## Supplied passage
He was also unimpressed that RUSAF’s head coach had declined to sign the organisation’s own pledge for clean athletics.
“We will continue to be tough. There is no timeline here,” Coe said. “We will look again in July and make a judgement, but we are going to see this through – this is non-negotiable.”
Following the two-day Council meeting Coe was keen to highlight the fact that the IAAF’s Integrity Unit began operations this month and noted that there would be no changes to the athletics programme for the Tokyo 2020 Olympics – despite International Olympic Committee pressure to drop the 50km walk.
But the shadow of Russia hovered darkly over proceedings, just as it has since the independent World Anti-Doping Agency (WADA) report that exposed systematic doping on an extraordinary scale and led to the banning of RUSAF in November 2015.
“We were dealing with a pathology that was seismic,” Coe said of what the report described as state-sponsored doping. “We had over 130 positive tests and suspensions over five years -that’s not something we could turn a blind eye to.”
Most Russian athletes missed last year’s Rio Olympics and will be absent from August’s world athletics championships in London – with just a handful cleared to compete under a neutral flag.
The IAAF Council discussed the latest Taskforce findings, with chairman Rune Anderson’s lengthy report making depressing reading for anyone hoping to see a zeal for reform.
“The six milestones are still outstanding and at present it does not look like they will be met any time soon,” Anderson wrote in his report presented to the Council on Thursday.

## Available data
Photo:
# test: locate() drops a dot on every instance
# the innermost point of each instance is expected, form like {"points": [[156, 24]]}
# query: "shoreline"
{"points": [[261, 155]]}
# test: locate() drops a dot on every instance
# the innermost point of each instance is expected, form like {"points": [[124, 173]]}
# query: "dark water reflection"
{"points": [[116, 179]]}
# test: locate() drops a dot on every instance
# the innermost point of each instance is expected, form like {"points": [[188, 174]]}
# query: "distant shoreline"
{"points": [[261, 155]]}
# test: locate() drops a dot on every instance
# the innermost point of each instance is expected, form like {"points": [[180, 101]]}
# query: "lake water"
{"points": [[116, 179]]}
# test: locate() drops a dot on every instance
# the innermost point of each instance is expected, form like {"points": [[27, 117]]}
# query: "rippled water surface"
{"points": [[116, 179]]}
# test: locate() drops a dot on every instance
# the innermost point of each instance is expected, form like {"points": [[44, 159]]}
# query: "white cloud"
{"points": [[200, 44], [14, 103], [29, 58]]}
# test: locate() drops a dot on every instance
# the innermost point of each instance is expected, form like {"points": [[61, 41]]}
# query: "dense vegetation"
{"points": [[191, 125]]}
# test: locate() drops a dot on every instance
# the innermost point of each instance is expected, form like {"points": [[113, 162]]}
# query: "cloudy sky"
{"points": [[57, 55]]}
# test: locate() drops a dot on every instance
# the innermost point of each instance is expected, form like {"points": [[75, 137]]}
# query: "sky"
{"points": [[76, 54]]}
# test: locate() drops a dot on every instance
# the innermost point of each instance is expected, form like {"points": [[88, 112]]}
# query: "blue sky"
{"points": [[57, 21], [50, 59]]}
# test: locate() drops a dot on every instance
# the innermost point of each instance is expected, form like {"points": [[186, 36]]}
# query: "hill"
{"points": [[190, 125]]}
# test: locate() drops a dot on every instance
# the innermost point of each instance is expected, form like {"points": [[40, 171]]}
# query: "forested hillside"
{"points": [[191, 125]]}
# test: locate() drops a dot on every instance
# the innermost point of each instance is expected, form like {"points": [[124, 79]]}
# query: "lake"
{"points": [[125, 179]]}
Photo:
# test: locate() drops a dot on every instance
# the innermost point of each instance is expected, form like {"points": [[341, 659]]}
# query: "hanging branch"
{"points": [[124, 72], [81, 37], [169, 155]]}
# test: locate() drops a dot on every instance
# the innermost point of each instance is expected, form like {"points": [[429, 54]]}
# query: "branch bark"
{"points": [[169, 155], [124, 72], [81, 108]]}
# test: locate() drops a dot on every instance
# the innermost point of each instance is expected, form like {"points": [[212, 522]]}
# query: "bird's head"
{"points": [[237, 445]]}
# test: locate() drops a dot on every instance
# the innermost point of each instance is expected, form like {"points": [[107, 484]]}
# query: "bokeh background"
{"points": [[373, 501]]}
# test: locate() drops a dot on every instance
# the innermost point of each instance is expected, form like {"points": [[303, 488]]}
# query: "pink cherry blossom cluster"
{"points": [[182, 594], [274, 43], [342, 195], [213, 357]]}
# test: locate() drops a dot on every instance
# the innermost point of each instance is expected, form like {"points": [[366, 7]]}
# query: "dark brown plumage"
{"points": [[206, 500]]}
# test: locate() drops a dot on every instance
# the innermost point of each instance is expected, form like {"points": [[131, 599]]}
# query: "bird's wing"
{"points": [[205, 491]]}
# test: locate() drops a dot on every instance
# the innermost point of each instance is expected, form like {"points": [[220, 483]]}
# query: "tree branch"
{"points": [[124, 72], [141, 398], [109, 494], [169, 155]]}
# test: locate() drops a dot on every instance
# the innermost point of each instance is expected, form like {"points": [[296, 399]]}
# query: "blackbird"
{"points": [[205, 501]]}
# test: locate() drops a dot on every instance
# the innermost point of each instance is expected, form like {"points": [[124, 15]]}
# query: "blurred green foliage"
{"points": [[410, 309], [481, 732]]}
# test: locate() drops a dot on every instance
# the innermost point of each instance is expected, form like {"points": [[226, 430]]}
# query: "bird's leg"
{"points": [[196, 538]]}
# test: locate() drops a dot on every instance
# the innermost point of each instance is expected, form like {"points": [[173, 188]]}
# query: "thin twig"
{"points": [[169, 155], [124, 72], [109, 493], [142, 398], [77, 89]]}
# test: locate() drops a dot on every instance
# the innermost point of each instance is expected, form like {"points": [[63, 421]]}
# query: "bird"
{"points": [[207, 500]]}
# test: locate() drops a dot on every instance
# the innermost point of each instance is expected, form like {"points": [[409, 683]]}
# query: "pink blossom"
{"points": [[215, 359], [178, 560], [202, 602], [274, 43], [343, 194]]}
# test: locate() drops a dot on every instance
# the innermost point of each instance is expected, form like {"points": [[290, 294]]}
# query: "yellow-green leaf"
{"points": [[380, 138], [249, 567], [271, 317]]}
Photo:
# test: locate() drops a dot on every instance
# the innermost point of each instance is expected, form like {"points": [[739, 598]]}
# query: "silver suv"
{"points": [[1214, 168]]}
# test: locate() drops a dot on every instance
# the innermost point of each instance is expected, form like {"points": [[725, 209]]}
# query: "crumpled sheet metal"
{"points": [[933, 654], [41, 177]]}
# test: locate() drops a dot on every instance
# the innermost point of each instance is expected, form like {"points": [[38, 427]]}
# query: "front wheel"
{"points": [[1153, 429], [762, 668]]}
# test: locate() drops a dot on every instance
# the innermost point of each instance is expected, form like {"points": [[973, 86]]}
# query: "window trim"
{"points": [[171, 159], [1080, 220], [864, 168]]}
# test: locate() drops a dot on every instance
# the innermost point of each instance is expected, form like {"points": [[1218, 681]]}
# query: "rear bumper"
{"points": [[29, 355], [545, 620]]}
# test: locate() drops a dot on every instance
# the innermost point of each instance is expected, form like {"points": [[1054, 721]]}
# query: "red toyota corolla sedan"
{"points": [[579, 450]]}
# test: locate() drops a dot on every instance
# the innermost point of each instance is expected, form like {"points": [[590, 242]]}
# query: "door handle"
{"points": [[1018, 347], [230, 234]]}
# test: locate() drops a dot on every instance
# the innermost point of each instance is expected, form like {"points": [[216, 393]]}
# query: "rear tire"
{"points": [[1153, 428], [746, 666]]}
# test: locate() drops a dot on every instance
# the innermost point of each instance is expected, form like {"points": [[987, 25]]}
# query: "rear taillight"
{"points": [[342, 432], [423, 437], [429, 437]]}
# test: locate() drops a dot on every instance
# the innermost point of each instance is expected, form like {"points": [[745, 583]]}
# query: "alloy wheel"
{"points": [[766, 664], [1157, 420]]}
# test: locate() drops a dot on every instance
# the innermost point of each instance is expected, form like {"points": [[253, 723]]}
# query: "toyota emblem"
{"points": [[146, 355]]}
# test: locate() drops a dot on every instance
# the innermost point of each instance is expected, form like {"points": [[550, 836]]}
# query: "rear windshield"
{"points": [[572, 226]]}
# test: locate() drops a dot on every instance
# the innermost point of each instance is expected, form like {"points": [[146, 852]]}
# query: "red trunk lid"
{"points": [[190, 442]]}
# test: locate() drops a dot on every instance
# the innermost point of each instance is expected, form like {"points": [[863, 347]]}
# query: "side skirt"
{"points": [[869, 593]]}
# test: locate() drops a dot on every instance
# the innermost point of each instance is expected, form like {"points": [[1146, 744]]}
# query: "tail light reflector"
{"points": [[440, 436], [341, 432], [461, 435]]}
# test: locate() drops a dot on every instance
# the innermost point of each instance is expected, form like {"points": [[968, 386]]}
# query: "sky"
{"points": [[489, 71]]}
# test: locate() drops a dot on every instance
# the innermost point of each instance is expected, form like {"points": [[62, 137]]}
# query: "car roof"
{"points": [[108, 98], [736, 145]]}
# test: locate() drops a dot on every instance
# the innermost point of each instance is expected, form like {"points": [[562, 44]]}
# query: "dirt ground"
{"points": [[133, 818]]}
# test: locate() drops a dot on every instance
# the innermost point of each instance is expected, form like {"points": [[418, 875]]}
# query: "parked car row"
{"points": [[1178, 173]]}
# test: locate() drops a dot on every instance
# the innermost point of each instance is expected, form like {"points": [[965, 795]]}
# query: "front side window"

## Direction A
In the athletics passage, which Olympic event did the International Olympic Committee pressure the IAAF to drop?
## Direction B
Count the lines in the rows that contain the string "branch" and reply with the number alone.
The athletics passage has no connection to the rows.

## Result A
The 50km walk.

## Result B
3